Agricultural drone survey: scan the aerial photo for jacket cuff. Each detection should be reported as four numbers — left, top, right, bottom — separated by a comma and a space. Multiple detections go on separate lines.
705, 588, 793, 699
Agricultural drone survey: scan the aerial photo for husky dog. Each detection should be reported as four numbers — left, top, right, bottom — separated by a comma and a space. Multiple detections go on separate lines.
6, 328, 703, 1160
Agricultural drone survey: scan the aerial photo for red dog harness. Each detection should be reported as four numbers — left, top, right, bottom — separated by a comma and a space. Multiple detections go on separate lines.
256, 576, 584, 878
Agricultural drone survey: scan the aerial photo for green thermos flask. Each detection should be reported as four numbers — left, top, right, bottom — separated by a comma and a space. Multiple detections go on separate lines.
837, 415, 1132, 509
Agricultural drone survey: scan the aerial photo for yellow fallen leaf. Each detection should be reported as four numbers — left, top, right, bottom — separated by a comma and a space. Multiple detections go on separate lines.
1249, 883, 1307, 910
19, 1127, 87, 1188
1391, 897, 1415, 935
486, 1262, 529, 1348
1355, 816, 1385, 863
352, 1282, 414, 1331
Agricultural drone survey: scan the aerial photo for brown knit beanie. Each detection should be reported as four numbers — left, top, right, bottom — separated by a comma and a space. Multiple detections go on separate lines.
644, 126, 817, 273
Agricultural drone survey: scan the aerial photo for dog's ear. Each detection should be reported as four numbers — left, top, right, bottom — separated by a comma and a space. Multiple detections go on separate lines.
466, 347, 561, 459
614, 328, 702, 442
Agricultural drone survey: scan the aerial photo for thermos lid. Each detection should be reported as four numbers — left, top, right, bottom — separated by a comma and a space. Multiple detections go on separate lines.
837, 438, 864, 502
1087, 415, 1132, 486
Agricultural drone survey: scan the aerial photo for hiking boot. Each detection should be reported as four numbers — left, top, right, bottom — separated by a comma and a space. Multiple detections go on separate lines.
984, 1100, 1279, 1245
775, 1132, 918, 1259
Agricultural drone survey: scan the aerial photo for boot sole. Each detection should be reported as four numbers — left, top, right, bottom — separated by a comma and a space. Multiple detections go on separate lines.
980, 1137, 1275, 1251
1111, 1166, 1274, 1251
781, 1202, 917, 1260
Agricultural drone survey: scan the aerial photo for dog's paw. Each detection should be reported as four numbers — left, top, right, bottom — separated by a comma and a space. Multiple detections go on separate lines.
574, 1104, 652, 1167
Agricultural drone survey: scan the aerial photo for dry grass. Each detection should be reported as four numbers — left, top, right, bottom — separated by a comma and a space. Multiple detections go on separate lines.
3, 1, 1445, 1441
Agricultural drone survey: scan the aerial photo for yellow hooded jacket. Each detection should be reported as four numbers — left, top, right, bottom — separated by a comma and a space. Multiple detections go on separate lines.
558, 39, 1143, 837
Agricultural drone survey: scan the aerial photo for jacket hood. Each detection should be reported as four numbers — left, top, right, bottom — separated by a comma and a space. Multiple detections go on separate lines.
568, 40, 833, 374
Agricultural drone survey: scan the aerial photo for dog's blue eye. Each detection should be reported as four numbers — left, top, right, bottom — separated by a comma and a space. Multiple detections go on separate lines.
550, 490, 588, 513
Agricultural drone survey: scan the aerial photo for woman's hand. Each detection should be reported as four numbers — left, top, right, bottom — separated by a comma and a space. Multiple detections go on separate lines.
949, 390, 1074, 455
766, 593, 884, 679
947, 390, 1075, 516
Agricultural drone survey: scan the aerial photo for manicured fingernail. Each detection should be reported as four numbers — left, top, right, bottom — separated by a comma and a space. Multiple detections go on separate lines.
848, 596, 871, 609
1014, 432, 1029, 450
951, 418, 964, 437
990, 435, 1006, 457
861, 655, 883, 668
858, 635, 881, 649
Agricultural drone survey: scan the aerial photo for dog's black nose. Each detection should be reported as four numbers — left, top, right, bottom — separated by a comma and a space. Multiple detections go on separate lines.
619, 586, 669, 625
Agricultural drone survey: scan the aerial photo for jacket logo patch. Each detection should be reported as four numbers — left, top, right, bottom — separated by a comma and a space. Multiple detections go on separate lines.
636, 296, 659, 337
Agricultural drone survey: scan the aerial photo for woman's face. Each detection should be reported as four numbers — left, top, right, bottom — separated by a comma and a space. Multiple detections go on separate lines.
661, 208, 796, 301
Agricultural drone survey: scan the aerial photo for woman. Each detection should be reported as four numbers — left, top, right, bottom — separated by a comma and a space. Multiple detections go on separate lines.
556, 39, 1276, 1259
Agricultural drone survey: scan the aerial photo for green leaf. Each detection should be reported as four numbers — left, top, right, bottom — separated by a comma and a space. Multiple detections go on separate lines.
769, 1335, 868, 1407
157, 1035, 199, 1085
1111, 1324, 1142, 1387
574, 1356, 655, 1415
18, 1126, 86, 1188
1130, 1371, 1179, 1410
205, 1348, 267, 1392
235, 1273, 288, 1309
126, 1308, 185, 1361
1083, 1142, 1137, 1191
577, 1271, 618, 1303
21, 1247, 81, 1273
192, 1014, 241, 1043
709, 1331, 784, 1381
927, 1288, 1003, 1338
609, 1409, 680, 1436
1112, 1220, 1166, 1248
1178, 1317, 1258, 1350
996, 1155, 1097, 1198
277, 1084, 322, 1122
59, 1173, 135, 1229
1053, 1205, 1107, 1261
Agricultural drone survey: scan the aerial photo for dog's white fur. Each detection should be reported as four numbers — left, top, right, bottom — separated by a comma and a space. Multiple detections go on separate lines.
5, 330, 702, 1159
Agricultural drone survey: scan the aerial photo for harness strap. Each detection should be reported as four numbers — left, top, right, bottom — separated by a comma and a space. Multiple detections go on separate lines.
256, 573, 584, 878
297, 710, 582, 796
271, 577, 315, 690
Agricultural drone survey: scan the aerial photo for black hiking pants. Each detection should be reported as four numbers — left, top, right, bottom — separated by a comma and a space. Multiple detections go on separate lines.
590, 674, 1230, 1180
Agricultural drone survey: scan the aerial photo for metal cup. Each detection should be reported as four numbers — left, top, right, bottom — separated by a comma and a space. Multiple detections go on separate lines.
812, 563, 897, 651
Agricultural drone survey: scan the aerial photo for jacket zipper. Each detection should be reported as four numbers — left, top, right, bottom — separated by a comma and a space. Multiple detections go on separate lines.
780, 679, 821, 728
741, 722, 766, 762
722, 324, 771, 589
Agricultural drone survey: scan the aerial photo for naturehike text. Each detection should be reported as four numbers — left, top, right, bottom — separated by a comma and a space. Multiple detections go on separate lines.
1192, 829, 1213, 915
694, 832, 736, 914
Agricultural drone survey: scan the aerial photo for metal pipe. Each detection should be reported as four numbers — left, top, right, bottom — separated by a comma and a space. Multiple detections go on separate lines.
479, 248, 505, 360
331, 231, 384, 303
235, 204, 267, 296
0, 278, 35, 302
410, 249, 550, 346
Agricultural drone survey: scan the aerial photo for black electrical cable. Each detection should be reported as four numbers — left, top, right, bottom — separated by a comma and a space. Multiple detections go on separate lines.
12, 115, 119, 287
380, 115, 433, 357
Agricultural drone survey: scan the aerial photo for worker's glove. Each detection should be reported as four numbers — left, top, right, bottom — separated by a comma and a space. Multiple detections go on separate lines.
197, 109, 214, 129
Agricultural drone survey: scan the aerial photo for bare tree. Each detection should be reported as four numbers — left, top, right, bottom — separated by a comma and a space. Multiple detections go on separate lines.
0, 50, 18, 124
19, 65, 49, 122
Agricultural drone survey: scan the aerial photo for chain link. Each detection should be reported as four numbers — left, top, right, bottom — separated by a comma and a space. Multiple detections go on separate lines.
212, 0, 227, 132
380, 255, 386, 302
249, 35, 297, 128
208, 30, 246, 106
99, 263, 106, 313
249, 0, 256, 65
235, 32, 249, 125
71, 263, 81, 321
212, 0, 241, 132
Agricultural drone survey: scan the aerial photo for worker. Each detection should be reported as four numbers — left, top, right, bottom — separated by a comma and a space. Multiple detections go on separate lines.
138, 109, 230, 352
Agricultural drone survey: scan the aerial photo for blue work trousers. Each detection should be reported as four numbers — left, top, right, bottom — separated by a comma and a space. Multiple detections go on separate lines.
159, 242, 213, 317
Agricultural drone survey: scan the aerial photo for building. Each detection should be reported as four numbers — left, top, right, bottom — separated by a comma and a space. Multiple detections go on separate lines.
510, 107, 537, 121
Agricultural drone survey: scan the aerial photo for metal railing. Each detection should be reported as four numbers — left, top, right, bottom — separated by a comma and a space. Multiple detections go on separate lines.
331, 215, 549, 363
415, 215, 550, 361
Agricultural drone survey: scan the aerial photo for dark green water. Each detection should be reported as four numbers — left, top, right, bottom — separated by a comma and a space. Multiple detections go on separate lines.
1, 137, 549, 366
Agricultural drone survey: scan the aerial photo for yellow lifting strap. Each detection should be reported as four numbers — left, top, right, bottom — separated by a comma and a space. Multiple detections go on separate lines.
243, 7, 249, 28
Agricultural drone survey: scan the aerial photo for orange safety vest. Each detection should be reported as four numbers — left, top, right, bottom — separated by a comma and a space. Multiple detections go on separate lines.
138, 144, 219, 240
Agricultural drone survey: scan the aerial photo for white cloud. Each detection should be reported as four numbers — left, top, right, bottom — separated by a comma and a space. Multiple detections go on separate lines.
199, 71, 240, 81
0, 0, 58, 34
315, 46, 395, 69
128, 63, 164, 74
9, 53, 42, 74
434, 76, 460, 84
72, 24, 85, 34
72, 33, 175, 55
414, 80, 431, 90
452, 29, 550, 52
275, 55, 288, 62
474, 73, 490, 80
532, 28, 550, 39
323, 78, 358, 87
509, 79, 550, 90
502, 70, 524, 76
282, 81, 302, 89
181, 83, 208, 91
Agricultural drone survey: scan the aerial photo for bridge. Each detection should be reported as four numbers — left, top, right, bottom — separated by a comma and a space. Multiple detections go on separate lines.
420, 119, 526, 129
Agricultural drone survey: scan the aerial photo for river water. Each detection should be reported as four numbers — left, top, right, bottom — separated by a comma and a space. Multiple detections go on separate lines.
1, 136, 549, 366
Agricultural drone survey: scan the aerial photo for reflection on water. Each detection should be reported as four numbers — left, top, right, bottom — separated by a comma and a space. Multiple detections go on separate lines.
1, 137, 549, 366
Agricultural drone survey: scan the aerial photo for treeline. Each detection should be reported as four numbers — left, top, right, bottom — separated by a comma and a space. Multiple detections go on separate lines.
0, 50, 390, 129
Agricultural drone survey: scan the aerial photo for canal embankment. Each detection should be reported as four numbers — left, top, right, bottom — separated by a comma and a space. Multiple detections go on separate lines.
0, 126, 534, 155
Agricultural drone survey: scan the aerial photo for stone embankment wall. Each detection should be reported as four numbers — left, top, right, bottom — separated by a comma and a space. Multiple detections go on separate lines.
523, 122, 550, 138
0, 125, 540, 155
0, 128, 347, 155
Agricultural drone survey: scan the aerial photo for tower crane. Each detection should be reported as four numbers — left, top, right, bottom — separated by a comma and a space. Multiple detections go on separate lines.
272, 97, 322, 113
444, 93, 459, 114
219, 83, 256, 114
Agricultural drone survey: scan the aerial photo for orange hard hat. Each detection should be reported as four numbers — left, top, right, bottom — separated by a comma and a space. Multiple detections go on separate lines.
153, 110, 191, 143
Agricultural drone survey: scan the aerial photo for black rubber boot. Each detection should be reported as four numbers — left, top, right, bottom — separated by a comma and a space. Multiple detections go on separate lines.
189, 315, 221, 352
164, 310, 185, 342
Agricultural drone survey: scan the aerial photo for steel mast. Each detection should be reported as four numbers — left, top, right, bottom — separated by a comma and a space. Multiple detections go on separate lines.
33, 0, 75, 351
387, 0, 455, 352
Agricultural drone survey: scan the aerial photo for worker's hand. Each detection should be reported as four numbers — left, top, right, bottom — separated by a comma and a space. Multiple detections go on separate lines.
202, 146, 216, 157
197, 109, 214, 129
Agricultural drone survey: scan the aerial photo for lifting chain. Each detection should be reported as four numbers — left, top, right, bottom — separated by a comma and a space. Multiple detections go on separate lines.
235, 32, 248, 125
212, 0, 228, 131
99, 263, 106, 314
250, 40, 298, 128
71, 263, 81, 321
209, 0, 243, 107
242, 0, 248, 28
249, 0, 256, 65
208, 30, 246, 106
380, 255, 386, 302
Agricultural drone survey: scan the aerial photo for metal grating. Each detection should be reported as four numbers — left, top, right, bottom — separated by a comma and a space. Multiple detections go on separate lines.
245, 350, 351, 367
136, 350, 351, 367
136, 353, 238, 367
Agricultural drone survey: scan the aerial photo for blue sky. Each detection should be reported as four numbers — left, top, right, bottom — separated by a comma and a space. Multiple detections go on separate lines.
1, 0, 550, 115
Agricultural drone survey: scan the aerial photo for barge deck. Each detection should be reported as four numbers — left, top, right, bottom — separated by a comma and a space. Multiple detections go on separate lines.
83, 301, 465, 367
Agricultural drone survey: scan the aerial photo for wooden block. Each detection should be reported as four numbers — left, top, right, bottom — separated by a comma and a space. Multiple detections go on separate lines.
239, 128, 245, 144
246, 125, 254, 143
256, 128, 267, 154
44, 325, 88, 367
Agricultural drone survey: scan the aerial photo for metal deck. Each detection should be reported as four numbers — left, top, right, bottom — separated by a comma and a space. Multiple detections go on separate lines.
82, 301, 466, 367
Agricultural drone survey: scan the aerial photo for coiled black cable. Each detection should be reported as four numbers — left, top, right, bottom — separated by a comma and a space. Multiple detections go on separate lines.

____________________

Work request:
The expected answer is the lines from the one containing "Agricultural drone survey: scan the aerial photo for metal deck." through the end of the material, reproduced exactly with both ends kept.

Response to this exercise:
Agricultural drone survey: scan the aerial photo for metal deck. Each detection should be reported as four numbers — left, top, right, bottom — separated by a comma and a space. Multiple detections go on separate lines.
82, 301, 466, 367
Agricultural drone survey: scan the aerial photo for coiled black cable. Each detection should be reported as four numbers — left, top, right, bottom — separated by a comma and a space. Multiple detections go on separate lines.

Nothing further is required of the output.